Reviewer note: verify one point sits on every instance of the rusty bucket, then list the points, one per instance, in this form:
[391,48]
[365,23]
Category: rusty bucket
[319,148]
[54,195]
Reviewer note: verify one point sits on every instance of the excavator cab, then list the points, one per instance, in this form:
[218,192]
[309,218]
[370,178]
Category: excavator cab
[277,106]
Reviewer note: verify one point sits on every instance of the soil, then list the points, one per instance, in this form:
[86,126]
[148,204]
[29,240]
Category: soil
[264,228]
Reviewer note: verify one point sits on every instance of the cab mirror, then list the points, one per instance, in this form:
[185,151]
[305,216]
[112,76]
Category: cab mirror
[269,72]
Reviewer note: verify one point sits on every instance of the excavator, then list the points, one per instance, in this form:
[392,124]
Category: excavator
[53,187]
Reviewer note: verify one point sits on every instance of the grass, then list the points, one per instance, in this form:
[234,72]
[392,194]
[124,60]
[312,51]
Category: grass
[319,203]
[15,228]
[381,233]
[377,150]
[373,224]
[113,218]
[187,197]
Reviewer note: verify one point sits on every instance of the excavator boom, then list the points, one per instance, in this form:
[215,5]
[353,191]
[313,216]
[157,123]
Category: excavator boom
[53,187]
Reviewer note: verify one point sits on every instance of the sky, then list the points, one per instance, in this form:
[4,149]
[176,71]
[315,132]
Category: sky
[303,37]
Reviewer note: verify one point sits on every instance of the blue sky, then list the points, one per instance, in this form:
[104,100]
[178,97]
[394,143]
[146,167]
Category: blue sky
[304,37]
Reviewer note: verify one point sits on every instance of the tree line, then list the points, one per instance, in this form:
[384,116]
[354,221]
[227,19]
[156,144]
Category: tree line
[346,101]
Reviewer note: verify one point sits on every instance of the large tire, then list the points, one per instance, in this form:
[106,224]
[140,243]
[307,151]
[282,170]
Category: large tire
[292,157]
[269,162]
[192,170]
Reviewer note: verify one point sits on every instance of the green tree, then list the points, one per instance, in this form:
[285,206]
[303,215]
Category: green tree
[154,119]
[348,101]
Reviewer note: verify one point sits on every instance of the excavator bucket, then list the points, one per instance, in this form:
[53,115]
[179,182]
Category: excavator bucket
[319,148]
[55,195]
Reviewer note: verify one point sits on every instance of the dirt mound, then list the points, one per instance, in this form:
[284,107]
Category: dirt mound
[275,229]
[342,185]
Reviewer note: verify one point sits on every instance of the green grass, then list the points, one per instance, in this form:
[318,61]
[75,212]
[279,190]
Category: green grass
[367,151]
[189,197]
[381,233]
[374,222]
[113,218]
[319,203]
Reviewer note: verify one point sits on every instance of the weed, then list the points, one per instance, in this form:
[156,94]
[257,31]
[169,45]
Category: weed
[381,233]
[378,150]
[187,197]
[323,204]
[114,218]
☆ ☆ ☆ ☆ ☆ ☆ ☆
BRIEF >>
The records given above are to be repeated in full, exactly.

EXERCISE ANSWER >>
Reviewer note: verify one point sits on every instance of the rusty bucket, then list the points, one per instance, in this form:
[391,48]
[365,23]
Category: rusty bucket
[319,148]
[54,195]
Reviewer note: verify one point sits on every instance of the excavator cab, then list the points, one per instance, in this form:
[218,192]
[309,218]
[370,178]
Category: excavator cab
[277,106]
Reviewer note: verify one point sits on every instance of the soil, then list the points, one per instance, in this form:
[86,126]
[148,204]
[29,240]
Category: soil
[264,228]
Reviewer note: verify one point sits on every instance of the cab mirror, then list the points, one per instance, in this form:
[185,151]
[305,216]
[112,76]
Category: cab mirror
[269,72]
Reviewer note: verify one point sits on every instance of the excavator, then list the points, one per instance, in this form:
[392,124]
Category: excavator
[53,187]
Reviewer note: verify one point sits on every instance of the grass, then list the points, one per instance, in this form:
[234,72]
[392,194]
[124,60]
[312,51]
Category: grass
[319,203]
[15,228]
[381,233]
[377,150]
[373,224]
[113,218]
[187,197]
Reviewer note: verify one point sits on every instance of the excavator boom, then list the points, one per instance, in this form:
[215,5]
[353,191]
[313,216]
[157,123]
Category: excavator boom
[53,187]
Reviewer note: verify one point sits on every instance of the sky, then list the points, one per instance, in this form:
[4,149]
[176,71]
[315,132]
Category: sky
[303,37]
Reviewer note: verify one point sits on every instance of the blue sky, then list the points, one per instance, in this form:
[104,100]
[178,97]
[394,143]
[146,167]
Category: blue sky
[304,37]
Reviewer note: verify one point sits on every instance of the tree line, then list the points, one per instance, in this form:
[384,116]
[354,221]
[227,19]
[156,144]
Category: tree line
[346,101]
Reviewer note: verify one point sits on every instance of the large tire, then list the points, one per instance, in this form:
[106,224]
[140,243]
[307,151]
[282,170]
Category: large tire
[292,157]
[269,162]
[192,170]
Reviewer note: verify one point sits on every instance of the green tree, then list the points, one per instance, in this form:
[285,206]
[303,215]
Category: green tree
[154,119]
[348,101]
Reviewer note: verify one point sits on every instance of the excavator bucket, then list the points, one per instance, in this form:
[53,115]
[179,182]
Category: excavator bucket
[319,148]
[55,195]
Reviewer note: verify one point sits on every instance of the dirt mound, then list the points, one per instance, in this form:
[284,107]
Category: dirt mound
[275,229]
[342,185]
Reviewer note: verify one point sits on every instance of the green grass, then list the points, one per instance, in this form:
[318,61]
[75,212]
[279,190]
Category: green grass
[367,151]
[189,197]
[381,233]
[374,222]
[113,218]
[319,203]
Reviewer note: verify one point sits on every instance of the weed, then list the points, one per instance, in this form:
[156,94]
[257,31]
[169,45]
Category: weed
[381,233]
[378,150]
[187,197]
[323,204]
[114,218]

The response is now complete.